# Instructions for the task:
Please copy each line of the data that includes the string "building".

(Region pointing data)
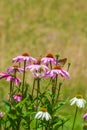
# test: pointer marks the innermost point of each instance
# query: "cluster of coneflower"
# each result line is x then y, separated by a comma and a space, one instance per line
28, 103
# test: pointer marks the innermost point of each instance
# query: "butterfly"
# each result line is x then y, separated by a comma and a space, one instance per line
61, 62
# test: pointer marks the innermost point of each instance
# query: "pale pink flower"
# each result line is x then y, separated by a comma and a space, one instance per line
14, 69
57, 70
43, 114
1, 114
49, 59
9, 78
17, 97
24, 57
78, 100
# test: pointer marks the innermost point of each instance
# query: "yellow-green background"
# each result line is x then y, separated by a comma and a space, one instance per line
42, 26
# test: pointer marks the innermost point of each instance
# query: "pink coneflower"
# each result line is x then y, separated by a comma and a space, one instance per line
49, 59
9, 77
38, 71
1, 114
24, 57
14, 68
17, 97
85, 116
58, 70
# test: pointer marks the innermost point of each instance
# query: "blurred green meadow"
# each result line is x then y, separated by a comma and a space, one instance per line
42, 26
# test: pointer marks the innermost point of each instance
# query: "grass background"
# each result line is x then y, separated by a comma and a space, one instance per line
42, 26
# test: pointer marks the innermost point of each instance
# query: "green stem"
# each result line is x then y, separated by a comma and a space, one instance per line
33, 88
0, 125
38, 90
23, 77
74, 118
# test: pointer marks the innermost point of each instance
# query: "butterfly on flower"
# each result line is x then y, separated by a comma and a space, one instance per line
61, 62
--
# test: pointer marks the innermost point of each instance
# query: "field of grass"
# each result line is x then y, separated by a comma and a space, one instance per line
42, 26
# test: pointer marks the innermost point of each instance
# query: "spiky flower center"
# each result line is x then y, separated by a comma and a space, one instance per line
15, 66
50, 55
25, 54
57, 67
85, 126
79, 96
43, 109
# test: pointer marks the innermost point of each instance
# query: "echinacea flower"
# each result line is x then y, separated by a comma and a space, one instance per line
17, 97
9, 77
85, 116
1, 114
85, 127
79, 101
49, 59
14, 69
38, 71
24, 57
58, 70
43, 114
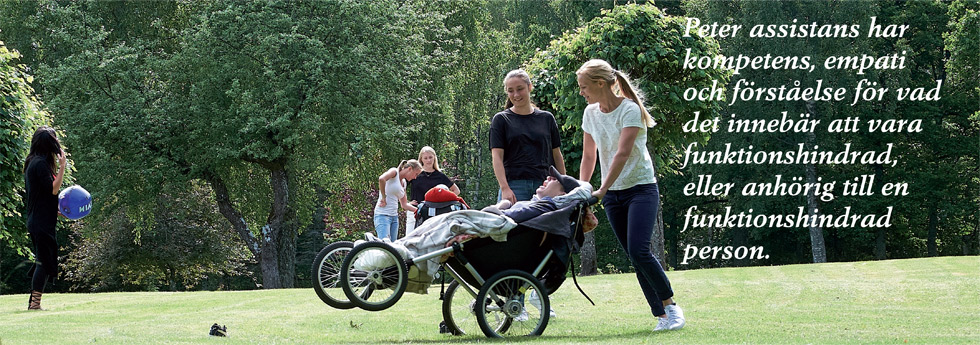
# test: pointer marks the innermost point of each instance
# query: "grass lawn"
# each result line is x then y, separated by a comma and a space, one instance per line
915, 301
--
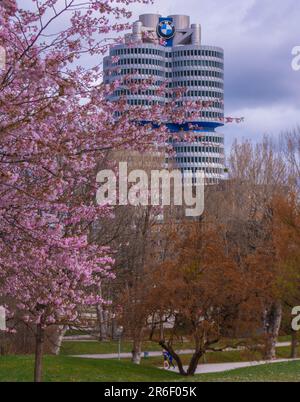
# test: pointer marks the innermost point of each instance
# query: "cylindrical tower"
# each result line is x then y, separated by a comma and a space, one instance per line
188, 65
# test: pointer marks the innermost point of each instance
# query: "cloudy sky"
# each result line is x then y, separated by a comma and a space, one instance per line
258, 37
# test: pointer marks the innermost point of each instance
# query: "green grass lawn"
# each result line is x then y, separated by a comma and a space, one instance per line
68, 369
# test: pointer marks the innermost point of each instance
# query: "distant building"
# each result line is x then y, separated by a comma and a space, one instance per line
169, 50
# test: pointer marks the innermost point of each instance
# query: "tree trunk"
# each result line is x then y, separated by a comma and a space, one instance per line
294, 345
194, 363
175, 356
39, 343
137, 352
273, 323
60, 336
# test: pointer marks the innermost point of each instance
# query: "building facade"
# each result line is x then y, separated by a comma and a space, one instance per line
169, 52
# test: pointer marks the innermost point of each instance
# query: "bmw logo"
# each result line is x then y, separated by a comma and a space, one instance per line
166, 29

# Reply:
# query: "distant building"
# query: "building facade"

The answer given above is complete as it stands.